Source document
____
Hollywood lives and dies on creating a sense of realism in its films. That includes brands that the characters actually use. The problem being, of course, that the owners of these brands want to get paid money to be featured in major Hollywood films, especially if the movie is, say, rife with sex and violence and they're worried about being seen as too offensive by the three people that will actually notice the hero slammed a Red Bull before throwing the impossibly hot actress into bed and making PG-13-rated love to her.
So what's Hollywood to do? Make up their own brands, of course! They've been doing it for decades and, in fact, some of these brands are so established, you might mistake them for actual products. Some of them get featured more often and have a better reputation than regular products. Likes these lovely products:
Morley cigarettes debuted opposite the greatest actor, and greatest Canadian, to ever walk the Earth, Mr. William Shatner. He smoked Morleys in "Nightmare at 30,000 Feet", the original "scared out of your mind on an airplane" thriller that created the oldest joke about something on the wing of the airplane. It was funny, once. No, before the terrorists.
Morleys were forged into existence because cigarette companies paid good money to sponsor television programs and you couldn't present a sponsor in a bad light. Then, as people realized cigarettes were, ah, fatal, they decided they didn't want to pay money to anybody who was currently in a public relations disaster, and it's just kept rolling right like that to today. Probably the most famous Morleys smoker was the "X-Files" adversary the Cigarette Smoking Man. Understandably, there wasn't a huge rush to sponsor his habit.
____
Data entries

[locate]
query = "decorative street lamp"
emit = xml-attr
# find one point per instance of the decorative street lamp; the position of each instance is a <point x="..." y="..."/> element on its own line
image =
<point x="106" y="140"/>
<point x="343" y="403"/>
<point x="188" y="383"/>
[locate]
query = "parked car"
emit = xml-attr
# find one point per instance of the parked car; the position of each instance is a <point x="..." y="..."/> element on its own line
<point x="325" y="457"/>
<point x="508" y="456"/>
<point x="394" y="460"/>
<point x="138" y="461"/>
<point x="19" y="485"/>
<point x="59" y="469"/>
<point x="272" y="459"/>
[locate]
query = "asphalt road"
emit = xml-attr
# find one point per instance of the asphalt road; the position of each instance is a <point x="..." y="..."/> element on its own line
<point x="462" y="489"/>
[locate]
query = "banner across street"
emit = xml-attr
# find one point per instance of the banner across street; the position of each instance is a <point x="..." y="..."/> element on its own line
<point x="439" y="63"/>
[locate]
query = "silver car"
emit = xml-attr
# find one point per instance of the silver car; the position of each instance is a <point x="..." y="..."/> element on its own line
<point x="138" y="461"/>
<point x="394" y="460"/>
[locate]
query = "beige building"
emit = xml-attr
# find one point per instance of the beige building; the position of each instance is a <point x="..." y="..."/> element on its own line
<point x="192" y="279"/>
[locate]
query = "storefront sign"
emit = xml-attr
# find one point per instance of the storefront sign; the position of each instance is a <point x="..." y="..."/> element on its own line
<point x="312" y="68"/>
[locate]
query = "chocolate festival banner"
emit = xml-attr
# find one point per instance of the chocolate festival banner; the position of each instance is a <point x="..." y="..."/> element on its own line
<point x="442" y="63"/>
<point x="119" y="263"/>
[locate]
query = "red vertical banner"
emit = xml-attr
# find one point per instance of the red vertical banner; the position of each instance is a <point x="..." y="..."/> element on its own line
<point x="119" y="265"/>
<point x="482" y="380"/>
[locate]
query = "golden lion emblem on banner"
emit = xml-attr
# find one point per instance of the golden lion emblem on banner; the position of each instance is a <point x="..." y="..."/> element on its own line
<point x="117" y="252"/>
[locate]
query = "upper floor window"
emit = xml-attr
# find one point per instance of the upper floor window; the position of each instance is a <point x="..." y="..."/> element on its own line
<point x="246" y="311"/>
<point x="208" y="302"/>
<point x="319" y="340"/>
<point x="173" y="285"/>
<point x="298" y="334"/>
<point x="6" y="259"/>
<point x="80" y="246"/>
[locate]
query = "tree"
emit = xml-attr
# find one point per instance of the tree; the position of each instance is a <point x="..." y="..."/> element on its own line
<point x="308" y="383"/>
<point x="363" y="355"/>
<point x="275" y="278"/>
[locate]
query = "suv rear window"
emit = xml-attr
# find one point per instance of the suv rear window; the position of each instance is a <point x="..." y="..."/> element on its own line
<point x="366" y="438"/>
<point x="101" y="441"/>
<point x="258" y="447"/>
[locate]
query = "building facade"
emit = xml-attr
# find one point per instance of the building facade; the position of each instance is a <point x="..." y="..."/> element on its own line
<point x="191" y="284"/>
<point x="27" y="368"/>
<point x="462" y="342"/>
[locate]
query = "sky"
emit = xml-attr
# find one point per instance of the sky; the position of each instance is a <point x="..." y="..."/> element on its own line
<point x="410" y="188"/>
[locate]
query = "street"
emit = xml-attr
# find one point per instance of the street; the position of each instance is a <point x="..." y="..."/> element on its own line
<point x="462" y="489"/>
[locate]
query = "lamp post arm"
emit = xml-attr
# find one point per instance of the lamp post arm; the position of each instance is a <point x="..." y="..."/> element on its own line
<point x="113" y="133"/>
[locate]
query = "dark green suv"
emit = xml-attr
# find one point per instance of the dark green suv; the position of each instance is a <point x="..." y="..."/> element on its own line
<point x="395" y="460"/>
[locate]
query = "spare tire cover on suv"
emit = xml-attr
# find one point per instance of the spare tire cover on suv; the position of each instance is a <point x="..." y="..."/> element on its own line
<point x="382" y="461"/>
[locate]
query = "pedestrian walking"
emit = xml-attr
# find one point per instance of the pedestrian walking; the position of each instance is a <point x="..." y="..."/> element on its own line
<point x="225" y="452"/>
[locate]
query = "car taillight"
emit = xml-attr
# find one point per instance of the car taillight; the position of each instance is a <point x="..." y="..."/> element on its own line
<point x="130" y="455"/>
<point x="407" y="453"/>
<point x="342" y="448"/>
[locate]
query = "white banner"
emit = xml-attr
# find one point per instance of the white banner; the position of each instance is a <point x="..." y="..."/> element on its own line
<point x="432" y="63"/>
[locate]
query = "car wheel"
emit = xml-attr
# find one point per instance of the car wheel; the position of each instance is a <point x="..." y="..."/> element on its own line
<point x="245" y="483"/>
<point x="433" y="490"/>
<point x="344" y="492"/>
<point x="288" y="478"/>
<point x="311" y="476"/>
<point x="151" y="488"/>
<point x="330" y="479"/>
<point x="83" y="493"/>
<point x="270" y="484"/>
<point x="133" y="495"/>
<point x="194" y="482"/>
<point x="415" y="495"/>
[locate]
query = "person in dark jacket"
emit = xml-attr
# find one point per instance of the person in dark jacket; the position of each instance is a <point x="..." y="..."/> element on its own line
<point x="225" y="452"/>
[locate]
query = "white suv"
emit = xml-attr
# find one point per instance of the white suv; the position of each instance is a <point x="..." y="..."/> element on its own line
____
Work to be completed
In the piece on invented movie brands, what is the part that opens with the words containing "Hollywood lives and" and closes with "love to her."? Copy it word for word.

Problem solution
Hollywood lives and dies on creating a sense of realism in its films. That includes brands that the characters actually use. The problem being, of course, that the owners of these brands want to get paid money to be featured in major Hollywood films, especially if the movie is, say, rife with sex and violence and they're worried about being seen as too offensive by the three people that will actually notice the hero slammed a Red Bull before throwing the impossibly hot actress into bed and making PG-13-rated love to her.